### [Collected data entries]
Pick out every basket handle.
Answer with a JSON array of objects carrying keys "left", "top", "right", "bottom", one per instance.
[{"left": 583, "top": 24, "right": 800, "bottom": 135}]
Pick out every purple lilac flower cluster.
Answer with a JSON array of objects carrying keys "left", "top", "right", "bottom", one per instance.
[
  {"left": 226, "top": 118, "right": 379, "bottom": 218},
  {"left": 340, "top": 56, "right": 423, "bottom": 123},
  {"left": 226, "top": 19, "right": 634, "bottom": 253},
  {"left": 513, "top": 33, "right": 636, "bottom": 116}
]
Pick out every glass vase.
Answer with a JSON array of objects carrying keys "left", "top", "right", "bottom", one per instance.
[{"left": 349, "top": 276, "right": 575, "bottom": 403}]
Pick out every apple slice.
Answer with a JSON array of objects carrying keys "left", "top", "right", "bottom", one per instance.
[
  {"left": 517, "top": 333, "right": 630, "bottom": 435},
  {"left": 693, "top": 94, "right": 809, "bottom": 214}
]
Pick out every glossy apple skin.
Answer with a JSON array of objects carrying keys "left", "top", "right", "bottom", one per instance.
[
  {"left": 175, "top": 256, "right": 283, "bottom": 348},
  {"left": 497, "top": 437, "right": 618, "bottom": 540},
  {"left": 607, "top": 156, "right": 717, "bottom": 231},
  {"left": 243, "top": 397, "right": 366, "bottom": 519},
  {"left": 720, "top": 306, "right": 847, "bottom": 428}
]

--

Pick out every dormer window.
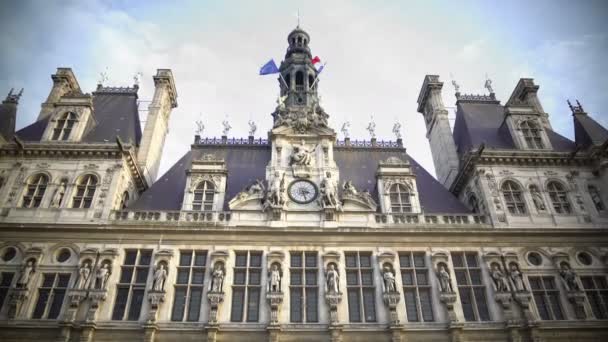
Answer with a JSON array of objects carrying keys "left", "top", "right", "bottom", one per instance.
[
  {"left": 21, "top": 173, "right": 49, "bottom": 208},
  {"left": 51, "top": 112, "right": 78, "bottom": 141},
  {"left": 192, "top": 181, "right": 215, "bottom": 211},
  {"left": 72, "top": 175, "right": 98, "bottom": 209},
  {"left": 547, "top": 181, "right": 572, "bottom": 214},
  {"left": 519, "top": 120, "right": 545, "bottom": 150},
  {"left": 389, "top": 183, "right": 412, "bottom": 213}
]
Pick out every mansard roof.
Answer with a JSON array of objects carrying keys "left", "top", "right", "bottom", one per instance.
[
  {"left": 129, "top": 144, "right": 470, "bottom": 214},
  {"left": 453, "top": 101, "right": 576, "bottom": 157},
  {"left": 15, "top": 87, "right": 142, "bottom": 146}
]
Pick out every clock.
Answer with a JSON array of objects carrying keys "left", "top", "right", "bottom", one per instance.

### [Written request]
How many lines in the records contain the string "apple"? Give only the number.

### [Reply]
2